• Problem statement: Repeat each record below exactly, omitting whatever pictures appear in it.

Data provided section start

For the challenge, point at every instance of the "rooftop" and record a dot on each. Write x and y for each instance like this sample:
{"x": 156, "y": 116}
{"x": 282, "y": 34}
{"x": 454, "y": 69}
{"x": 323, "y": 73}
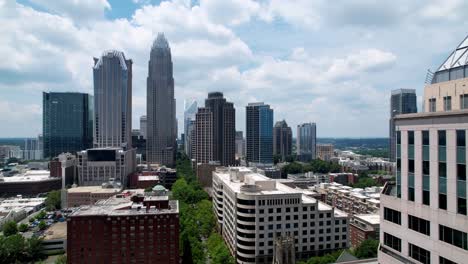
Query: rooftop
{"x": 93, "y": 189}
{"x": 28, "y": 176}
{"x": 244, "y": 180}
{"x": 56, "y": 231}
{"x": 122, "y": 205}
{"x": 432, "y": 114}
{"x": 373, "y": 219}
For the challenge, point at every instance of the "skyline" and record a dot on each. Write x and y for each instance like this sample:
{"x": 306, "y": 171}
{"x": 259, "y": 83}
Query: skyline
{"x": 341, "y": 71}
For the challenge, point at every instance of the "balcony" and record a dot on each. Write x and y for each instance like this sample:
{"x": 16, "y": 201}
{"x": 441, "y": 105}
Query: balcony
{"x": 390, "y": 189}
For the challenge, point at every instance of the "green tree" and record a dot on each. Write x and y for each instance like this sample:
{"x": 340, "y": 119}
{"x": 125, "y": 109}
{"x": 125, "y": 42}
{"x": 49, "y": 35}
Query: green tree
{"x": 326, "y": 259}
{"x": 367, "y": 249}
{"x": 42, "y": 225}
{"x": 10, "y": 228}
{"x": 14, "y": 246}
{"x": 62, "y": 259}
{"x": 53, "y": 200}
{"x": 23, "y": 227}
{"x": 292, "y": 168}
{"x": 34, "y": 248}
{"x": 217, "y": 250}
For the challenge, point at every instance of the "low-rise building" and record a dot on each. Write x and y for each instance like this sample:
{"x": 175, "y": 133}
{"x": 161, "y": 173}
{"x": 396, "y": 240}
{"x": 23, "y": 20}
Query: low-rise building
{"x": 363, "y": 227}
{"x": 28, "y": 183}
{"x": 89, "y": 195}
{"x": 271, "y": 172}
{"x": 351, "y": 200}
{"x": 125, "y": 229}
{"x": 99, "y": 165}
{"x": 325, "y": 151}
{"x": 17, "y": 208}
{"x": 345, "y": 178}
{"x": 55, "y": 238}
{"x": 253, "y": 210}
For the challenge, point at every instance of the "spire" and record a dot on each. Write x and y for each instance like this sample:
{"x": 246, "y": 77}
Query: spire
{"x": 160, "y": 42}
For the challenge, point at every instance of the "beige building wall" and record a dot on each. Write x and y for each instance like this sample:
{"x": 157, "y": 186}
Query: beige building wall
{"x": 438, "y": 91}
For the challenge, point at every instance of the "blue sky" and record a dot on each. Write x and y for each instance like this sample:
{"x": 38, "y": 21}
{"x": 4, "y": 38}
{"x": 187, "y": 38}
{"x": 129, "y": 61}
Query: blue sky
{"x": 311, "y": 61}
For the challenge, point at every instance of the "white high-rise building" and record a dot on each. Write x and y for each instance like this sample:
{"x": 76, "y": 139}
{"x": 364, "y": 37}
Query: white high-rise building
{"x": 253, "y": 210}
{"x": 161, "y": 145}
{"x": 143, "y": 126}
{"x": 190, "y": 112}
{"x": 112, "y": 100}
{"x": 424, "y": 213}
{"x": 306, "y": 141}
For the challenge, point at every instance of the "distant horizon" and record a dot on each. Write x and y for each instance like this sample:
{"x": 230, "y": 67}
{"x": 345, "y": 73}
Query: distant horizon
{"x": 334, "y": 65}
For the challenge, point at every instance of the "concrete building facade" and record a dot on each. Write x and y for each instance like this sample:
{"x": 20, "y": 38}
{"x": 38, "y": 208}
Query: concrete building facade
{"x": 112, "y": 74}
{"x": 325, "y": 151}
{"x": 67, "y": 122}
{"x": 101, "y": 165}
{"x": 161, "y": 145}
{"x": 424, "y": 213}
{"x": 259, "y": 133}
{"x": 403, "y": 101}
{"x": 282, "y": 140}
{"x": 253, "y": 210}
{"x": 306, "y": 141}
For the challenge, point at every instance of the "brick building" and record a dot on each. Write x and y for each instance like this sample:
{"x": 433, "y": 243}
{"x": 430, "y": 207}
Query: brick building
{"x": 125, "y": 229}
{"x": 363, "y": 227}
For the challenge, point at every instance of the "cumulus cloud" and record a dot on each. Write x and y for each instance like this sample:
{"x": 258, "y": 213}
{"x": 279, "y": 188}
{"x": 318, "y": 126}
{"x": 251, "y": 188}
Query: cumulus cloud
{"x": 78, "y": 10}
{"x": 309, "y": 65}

Data provided section end

• Your response:
For the challenge, point at every instance of the "rooftop" and record a dot on each. Write x and y for each instance like this sample:
{"x": 156, "y": 116}
{"x": 282, "y": 34}
{"x": 454, "y": 69}
{"x": 323, "y": 73}
Query: rooftop
{"x": 93, "y": 189}
{"x": 28, "y": 176}
{"x": 244, "y": 180}
{"x": 56, "y": 231}
{"x": 122, "y": 205}
{"x": 432, "y": 114}
{"x": 373, "y": 219}
For the challenge, point at every instance of the "skyline" and record a dot on each. Write x and y for each instance like this sample:
{"x": 306, "y": 171}
{"x": 259, "y": 83}
Query: skyline
{"x": 341, "y": 71}
For the challenge, point at every instance of the "balcony" and record a dot on each. Write x and y for each instance like this sample:
{"x": 16, "y": 201}
{"x": 441, "y": 105}
Query: balcony
{"x": 390, "y": 189}
For the challenge, point at every instance of the "green tree" and record a dot on each. Write x and y for each instance like this sample:
{"x": 340, "y": 119}
{"x": 125, "y": 109}
{"x": 125, "y": 42}
{"x": 49, "y": 35}
Query: green tree
{"x": 326, "y": 259}
{"x": 367, "y": 249}
{"x": 42, "y": 225}
{"x": 10, "y": 228}
{"x": 14, "y": 246}
{"x": 62, "y": 259}
{"x": 53, "y": 200}
{"x": 23, "y": 227}
{"x": 292, "y": 168}
{"x": 34, "y": 248}
{"x": 217, "y": 250}
For the challenge, point at every instance of the "low-rise building" and record a dot on each. Write x and y for each instance like this sample:
{"x": 175, "y": 133}
{"x": 161, "y": 173}
{"x": 396, "y": 240}
{"x": 23, "y": 20}
Query: low-rise building
{"x": 363, "y": 227}
{"x": 28, "y": 183}
{"x": 89, "y": 195}
{"x": 271, "y": 172}
{"x": 351, "y": 200}
{"x": 125, "y": 229}
{"x": 99, "y": 165}
{"x": 325, "y": 151}
{"x": 17, "y": 208}
{"x": 345, "y": 178}
{"x": 55, "y": 238}
{"x": 253, "y": 210}
For the challenge, point at every instance of the "spire" and record a dot on each. Write x and y for each instance like this sample:
{"x": 246, "y": 77}
Query: spire
{"x": 160, "y": 42}
For the challenge, point at every instance of the "beige building wall" and record a dot on each. Write x and y for each instance like this sample:
{"x": 157, "y": 186}
Query: beige building wall
{"x": 438, "y": 91}
For the challenge, point at every instance of the "blue sky" and record a dot on each. Write x and y for each instance like this sample:
{"x": 38, "y": 21}
{"x": 4, "y": 38}
{"x": 187, "y": 38}
{"x": 129, "y": 61}
Query: blue sky
{"x": 311, "y": 61}
For the challenge, point at every instance of the "white high-rise building" and record a dot on each. Write x and y for each instance like this sample:
{"x": 76, "y": 139}
{"x": 364, "y": 37}
Query: white high-rise building
{"x": 253, "y": 210}
{"x": 161, "y": 145}
{"x": 143, "y": 126}
{"x": 190, "y": 112}
{"x": 112, "y": 100}
{"x": 424, "y": 213}
{"x": 306, "y": 141}
For the challenge, point at every instance of the "distant horizon" and record a dot on each. Write x and y for each instance like this sample:
{"x": 230, "y": 67}
{"x": 345, "y": 73}
Query: distant horizon
{"x": 334, "y": 65}
For the challenge, point at every instance of the "concrete building facade" and record a dot on each. Write x and y for each instance like this sample:
{"x": 20, "y": 38}
{"x": 38, "y": 208}
Query: concrete building facade
{"x": 112, "y": 74}
{"x": 325, "y": 151}
{"x": 67, "y": 122}
{"x": 101, "y": 165}
{"x": 161, "y": 145}
{"x": 424, "y": 213}
{"x": 259, "y": 133}
{"x": 403, "y": 101}
{"x": 282, "y": 140}
{"x": 253, "y": 210}
{"x": 306, "y": 141}
For the challenge, point at every instance of the "brick building" and record a dot on each. Write x and y for each instance like this sample:
{"x": 433, "y": 243}
{"x": 430, "y": 207}
Query: brick building
{"x": 125, "y": 229}
{"x": 363, "y": 227}
For the challenge, point at every instance of the "cumulus cloud" and record a dot on each. Write x and y for each instance like this sample:
{"x": 258, "y": 213}
{"x": 279, "y": 188}
{"x": 318, "y": 126}
{"x": 251, "y": 188}
Query: cumulus cloud
{"x": 78, "y": 10}
{"x": 309, "y": 65}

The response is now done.